## Problem statement
Recast the rows below as a JSON list of strings, with each line as its own string and any blank lines left out.

## Provided material

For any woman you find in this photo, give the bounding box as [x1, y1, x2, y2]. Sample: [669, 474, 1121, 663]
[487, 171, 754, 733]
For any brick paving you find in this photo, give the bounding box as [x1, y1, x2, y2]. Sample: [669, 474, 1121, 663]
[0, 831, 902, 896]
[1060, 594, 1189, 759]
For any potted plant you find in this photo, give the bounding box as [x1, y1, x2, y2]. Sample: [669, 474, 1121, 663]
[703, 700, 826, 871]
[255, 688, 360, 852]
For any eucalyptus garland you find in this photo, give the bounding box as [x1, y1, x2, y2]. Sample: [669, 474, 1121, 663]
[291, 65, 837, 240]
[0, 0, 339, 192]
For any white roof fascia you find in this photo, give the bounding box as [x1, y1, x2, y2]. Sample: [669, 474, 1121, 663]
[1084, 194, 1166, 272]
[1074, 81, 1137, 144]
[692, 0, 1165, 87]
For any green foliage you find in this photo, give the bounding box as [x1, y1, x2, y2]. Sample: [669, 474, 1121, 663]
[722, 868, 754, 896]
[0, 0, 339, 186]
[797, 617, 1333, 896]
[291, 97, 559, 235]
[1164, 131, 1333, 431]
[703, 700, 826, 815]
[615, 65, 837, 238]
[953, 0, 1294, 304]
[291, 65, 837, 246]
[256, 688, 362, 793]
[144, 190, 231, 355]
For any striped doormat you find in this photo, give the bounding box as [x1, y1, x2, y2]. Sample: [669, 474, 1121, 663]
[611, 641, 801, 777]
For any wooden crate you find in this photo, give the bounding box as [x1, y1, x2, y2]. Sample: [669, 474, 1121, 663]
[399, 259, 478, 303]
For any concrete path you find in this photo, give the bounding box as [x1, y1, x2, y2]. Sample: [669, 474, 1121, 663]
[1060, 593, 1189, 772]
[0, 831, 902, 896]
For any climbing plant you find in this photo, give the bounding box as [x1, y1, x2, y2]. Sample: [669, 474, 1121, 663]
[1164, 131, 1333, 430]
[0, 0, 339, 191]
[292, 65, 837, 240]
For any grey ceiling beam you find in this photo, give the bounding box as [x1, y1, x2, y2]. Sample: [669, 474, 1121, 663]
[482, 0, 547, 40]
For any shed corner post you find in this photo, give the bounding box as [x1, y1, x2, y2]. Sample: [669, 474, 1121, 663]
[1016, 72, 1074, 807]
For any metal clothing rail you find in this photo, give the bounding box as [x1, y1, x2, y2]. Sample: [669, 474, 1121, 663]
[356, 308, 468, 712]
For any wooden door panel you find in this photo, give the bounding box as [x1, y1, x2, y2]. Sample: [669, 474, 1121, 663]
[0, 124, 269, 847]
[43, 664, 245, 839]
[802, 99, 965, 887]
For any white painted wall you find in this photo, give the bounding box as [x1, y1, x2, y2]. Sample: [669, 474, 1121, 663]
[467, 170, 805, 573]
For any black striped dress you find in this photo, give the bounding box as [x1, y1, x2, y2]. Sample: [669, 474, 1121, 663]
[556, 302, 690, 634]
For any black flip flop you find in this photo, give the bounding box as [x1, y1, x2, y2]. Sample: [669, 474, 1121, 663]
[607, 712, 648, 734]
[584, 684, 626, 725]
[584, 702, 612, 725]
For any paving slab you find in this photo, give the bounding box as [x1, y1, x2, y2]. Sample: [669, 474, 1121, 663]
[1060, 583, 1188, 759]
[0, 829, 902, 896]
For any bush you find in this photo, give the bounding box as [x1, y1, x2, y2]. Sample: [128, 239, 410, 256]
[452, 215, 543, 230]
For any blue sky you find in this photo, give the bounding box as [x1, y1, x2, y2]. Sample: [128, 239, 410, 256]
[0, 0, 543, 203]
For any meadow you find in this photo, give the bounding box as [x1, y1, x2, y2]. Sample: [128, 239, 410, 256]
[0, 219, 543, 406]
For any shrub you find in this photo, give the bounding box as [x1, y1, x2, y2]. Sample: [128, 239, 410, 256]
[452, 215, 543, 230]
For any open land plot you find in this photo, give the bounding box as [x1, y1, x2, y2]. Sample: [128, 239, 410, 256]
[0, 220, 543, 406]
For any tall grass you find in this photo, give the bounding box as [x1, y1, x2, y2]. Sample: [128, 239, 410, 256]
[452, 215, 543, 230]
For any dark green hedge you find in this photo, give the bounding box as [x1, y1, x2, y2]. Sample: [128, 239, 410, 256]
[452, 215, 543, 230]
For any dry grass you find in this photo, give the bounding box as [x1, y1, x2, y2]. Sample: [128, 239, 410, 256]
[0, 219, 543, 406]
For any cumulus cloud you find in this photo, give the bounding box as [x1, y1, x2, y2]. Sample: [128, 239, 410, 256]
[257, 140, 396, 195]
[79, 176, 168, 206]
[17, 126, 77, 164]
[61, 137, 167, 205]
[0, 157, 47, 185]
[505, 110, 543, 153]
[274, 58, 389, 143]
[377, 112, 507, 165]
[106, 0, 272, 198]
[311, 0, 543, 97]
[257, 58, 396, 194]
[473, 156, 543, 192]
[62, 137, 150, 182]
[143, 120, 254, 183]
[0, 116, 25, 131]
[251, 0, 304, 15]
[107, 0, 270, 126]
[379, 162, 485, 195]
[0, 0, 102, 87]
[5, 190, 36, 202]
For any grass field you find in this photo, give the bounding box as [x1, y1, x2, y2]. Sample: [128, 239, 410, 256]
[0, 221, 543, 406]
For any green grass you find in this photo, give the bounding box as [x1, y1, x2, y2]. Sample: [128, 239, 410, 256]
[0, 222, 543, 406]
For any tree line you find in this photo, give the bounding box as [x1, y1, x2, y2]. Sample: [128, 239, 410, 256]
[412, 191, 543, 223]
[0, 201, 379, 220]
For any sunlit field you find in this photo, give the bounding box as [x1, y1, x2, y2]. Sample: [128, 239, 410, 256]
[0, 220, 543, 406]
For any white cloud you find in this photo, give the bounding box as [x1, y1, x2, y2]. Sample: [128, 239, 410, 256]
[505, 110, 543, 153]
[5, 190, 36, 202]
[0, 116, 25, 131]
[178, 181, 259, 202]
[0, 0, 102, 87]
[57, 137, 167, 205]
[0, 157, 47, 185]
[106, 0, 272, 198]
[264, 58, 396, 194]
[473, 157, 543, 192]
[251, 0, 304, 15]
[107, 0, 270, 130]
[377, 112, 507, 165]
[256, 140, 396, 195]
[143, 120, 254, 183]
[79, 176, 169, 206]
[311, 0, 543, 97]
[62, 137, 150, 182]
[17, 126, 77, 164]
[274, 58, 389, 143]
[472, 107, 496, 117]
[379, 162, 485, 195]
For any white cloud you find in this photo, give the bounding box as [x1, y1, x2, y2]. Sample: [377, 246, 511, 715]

## Exercise answer
[
  "For any woman you find in this photo, give the bounding box as [x1, y1, x2, y2]. Sample: [669, 474, 1121, 663]",
  "[487, 171, 754, 733]",
  "For any brick paving you find in this photo, give the bounding box as [x1, y1, x2, y2]. Sample: [669, 474, 1121, 663]",
  "[0, 831, 902, 896]",
  "[1060, 594, 1189, 759]",
  "For any potted plant you find in this photo, give the bounding box as [x1, y1, x2, y2]. Sample: [669, 474, 1121, 663]",
  "[703, 700, 826, 871]",
  "[255, 688, 360, 852]",
  "For any eucalyptus garland you find in this photo, give the bounding box as [x1, y1, x2, y2]. Sample: [669, 474, 1121, 663]",
  "[291, 65, 837, 240]",
  "[0, 0, 339, 192]",
  "For any white roof fascia you find in this photo, give the bounding box as [x1, y1, x2, y2]. Sample: [669, 474, 1121, 663]",
  "[1084, 194, 1166, 272]",
  "[1074, 81, 1137, 144]",
  "[692, 0, 1165, 87]",
  "For any green foliage you find in this photo, give the bounding box as [x1, y1, x2, y2]. Sample: [669, 474, 1121, 663]",
  "[722, 868, 754, 896]",
  "[0, 0, 339, 186]",
  "[797, 617, 1333, 896]",
  "[291, 97, 559, 235]",
  "[1164, 131, 1333, 431]",
  "[703, 700, 826, 815]",
  "[615, 65, 837, 238]",
  "[953, 0, 1294, 304]",
  "[291, 65, 837, 246]",
  "[256, 688, 362, 793]",
  "[144, 190, 231, 355]",
  "For any striped doormat you find in this photo, give the bounding box as [x1, y1, x2, y2]. Sample: [669, 474, 1121, 663]",
  "[611, 641, 801, 777]",
  "For any wooden crate you find in this photo, give the bounding box as [x1, y1, x2, y2]. Sample: [669, 474, 1121, 663]",
  "[399, 259, 478, 303]",
  "For any concrete path you find in this photo, give the bounding box as [x1, y1, x2, y2]. Sample: [669, 474, 1121, 663]",
  "[1060, 593, 1189, 772]",
  "[0, 831, 902, 896]",
  "For any climbing plant you find in this photo, give the bounding box as [x1, y1, x2, y2]. Sample: [669, 474, 1121, 663]",
  "[1164, 131, 1333, 430]",
  "[0, 0, 339, 191]",
  "[292, 65, 837, 240]",
  "For any grey ceiling beam you find in this photo, give the bounding box as [x1, y1, x2, y2]. Sample: [669, 474, 1121, 663]",
  "[482, 0, 547, 40]",
  "For any shed corner post you find in this photo, give the bounding box as [x1, y1, x2, y2]. Sample: [669, 474, 1121, 663]",
  "[1016, 72, 1074, 807]",
  "For any metal clothing rail you find in this photo, give the bounding box as [x1, y1, x2, y2]. Sample: [669, 474, 1121, 663]",
  "[356, 308, 468, 712]",
  "For any wooden door panel you find in this photo, give the bounding box as [x1, y1, x2, y2]. Sample: [669, 474, 1121, 663]",
  "[0, 124, 269, 847]",
  "[43, 664, 245, 839]",
  "[802, 99, 965, 887]",
  "For any white painted wall you find in this photo, give the bounding box as [x1, y1, x2, y2]. Sample: [669, 474, 1121, 663]",
  "[467, 170, 805, 573]",
  "For any black striped dress you find in this photo, give the bounding box as [x1, y1, x2, y2]. Sample: [669, 474, 1121, 663]",
  "[556, 302, 690, 634]",
  "For any black flip flop you find in this photo, give the bounding box as [x1, y1, x2, y2]. Sample: [669, 474, 1121, 663]",
  "[607, 712, 648, 734]",
  "[584, 684, 626, 725]",
  "[584, 702, 612, 725]",
  "For any paving slab you find in this photo, give the bounding box as [x1, y1, x2, y2]. Sample: [669, 474, 1121, 663]",
  "[1060, 583, 1188, 759]",
  "[0, 829, 902, 896]",
  "For any bush you find in this photo, give the bounding box as [x1, y1, x2, y2]. Sample: [128, 239, 410, 256]",
  "[452, 215, 543, 230]",
  "For any blue sky you find in this photo, give the bounding box as [x1, y1, x2, y2]. Sample: [128, 239, 410, 256]",
  "[0, 0, 543, 203]",
  "For any meadow you find in this photo, give the bounding box as [x1, y1, x2, y2]. Sample: [128, 239, 410, 256]",
  "[0, 219, 543, 406]",
  "For any shrub you find in this photo, give the bounding box as [x1, y1, x2, y2]. Sample: [128, 239, 410, 256]",
  "[452, 215, 543, 230]",
  "For any open land plot you find in this photo, give the bounding box as [x1, y1, x2, y2]. Sample: [128, 239, 410, 256]",
  "[0, 220, 543, 406]",
  "For any tall grass you find in this photo, give the bounding box as [x1, y1, x2, y2]. Sample: [128, 239, 410, 256]",
  "[452, 215, 543, 230]",
  "For any dark green hedge you find in this photo, give the bounding box as [x1, y1, x2, y2]. Sample: [128, 239, 410, 256]",
  "[452, 215, 543, 230]",
  "For any dry grass you find in this photo, give the bounding box as [x1, y1, x2, y2]. Sample: [128, 239, 410, 256]",
  "[0, 219, 543, 406]",
  "For any cumulus cloud you find in this photo, give the bounding box as [x1, y1, x2, y2]. Sample: [128, 239, 410, 256]",
  "[257, 140, 396, 195]",
  "[79, 176, 168, 206]",
  "[17, 126, 77, 164]",
  "[61, 137, 167, 205]",
  "[0, 157, 47, 185]",
  "[505, 110, 543, 153]",
  "[274, 58, 389, 143]",
  "[377, 112, 507, 165]",
  "[106, 0, 272, 198]",
  "[311, 0, 543, 97]",
  "[257, 58, 396, 194]",
  "[473, 156, 543, 192]",
  "[62, 137, 150, 182]",
  "[143, 120, 254, 183]",
  "[0, 116, 25, 131]",
  "[251, 0, 304, 15]",
  "[107, 0, 270, 126]",
  "[379, 162, 485, 195]",
  "[0, 0, 102, 87]",
  "[5, 190, 36, 202]",
  "For any grass field you find in this photo, give the bounding box as [x1, y1, x2, y2]. Sample: [128, 239, 410, 256]",
  "[0, 221, 543, 406]",
  "For any green grass you find in this photo, give the bounding box as [x1, y1, x2, y2]. Sample: [128, 239, 410, 256]",
  "[0, 222, 543, 406]",
  "For any tree line you find in this photo, give the bounding box as [x1, y1, x2, y2]. Sample: [128, 239, 410, 256]",
  "[412, 191, 543, 223]",
  "[0, 201, 379, 220]",
  "For any sunlit field you find in this photo, give the bounding box as [x1, y1, x2, y2]. Sample: [128, 239, 410, 256]",
  "[0, 220, 543, 406]",
  "For any white cloud you find in this photo, give the bounding box as [x1, y1, x2, y2]. Sample: [128, 239, 410, 256]",
  "[505, 110, 543, 153]",
  "[5, 190, 36, 202]",
  "[0, 116, 25, 131]",
  "[178, 181, 259, 202]",
  "[0, 0, 102, 87]",
  "[57, 137, 167, 205]",
  "[0, 157, 47, 185]",
  "[106, 0, 272, 198]",
  "[264, 58, 396, 194]",
  "[473, 157, 543, 192]",
  "[251, 0, 304, 15]",
  "[107, 0, 270, 130]",
  "[377, 112, 507, 165]",
  "[256, 140, 396, 195]",
  "[143, 120, 254, 183]",
  "[79, 176, 169, 206]",
  "[311, 0, 543, 97]",
  "[62, 137, 150, 182]",
  "[17, 126, 77, 164]",
  "[274, 58, 389, 143]",
  "[472, 107, 496, 117]",
  "[379, 162, 485, 195]",
  "For any white cloud you find in this photo, give the bounding box as [x1, y1, x2, y2]. Sample: [377, 246, 511, 715]"
]